__What needs to be done__: Repeat, exactly and completely, the entries shown underneath.

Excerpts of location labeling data
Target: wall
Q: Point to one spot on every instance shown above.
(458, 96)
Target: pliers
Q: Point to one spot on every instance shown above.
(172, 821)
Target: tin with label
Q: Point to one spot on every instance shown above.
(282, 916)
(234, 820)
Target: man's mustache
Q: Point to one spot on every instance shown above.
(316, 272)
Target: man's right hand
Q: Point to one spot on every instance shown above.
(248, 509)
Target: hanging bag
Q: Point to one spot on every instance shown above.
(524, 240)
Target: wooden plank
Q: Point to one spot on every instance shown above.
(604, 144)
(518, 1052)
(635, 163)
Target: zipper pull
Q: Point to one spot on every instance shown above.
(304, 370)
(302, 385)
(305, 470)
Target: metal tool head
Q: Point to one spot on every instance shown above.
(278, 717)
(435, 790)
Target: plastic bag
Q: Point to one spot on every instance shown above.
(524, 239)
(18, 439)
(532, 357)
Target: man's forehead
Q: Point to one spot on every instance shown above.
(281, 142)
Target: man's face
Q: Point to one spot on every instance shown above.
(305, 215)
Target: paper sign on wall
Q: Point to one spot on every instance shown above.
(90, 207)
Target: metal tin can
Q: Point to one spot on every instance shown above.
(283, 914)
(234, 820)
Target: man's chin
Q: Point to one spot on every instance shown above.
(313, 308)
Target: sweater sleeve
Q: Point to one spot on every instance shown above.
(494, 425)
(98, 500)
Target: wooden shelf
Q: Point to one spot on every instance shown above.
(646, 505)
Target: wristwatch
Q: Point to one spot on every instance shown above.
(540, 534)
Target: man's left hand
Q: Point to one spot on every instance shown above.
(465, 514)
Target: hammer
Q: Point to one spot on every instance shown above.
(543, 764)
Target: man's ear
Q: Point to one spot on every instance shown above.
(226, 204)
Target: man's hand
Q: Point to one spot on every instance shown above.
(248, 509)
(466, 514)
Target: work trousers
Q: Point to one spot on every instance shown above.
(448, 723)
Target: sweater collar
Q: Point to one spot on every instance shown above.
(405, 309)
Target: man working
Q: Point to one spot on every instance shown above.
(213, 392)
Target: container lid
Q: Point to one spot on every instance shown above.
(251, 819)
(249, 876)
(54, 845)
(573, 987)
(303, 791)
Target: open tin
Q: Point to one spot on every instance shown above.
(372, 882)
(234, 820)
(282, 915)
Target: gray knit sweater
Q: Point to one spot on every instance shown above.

__Worked answer__:
Target: wall
Q: Point to one spot on every instance shown above.
(458, 96)
Target: pliers
Q: Point to one spot on every instance shown above.
(172, 821)
Target: tin with label
Q: Point to one spot on every instance shown above.
(282, 916)
(234, 820)
Target: man's mustache
Q: Point to one spot on every instance shown above.
(316, 272)
Target: man's right hand
Q: Point to one spot on every instance shown above.
(248, 509)
Target: hanging bag
Q: Point to one spot on every instance shown above.
(524, 240)
Target: wooden plank
Q: Point to one spot on every instance shown above.
(604, 144)
(518, 1052)
(635, 163)
Target: zipper pull
Q: Point to one spot on every instance shown above.
(304, 370)
(302, 385)
(305, 470)
Target: metal tool head
Q: Point to one spot on every instance shown above.
(278, 717)
(435, 790)
Target: plastic bag
Q: Point to one spot on every instance shown above.
(524, 239)
(18, 439)
(532, 357)
Target: man's forehead
Q: Point to one spot on every instance shown above.
(281, 142)
Target: man's face
Q: Point to one spot on every instance shown above.
(305, 215)
Target: paper sign on wall
Q: Point to one spot on every instance shown above.
(90, 207)
Target: metal tin can
Q: Point to one spot on every instance shown above.
(283, 914)
(234, 820)
Target: man's chin
Q: Point to one spot on every instance shown above.
(313, 308)
Target: sweater sleeve
Q: Point to one spot on every instance shown above.
(494, 425)
(98, 500)
Target: wooden shelf
Q: Point to one spot on every instance shown above.
(646, 505)
Target: wristwatch
Q: Point to one spot on every instance shown above.
(540, 534)
Target: man's left hand
Q: Point to one spot on every instance shown above.
(465, 514)
Target: hammer
Q: Point to one spot on every instance shown above.
(543, 764)
Target: man's ear
Q: Point to one spot on every instance shown above.
(226, 204)
Target: man's hand
Q: Point to one spot on every instance shown above.
(248, 509)
(466, 514)
Target: work trousers
Q: Point to one spot on every instance shown above.
(448, 723)
Target: sweater collar
Q: Point to one spot on every instance shown above.
(405, 309)
Target: man working
Q: Point to one spot on every instance shown above.
(213, 392)
Target: container lid
Q: Point to one spot on every instance shown above.
(251, 819)
(249, 876)
(54, 845)
(573, 987)
(303, 791)
Target: open tin
Q: Point to one spot on every instance shown above.
(372, 882)
(234, 820)
(282, 915)
Target: gray knit sweater
Q: Point to one spot on every instance shown above.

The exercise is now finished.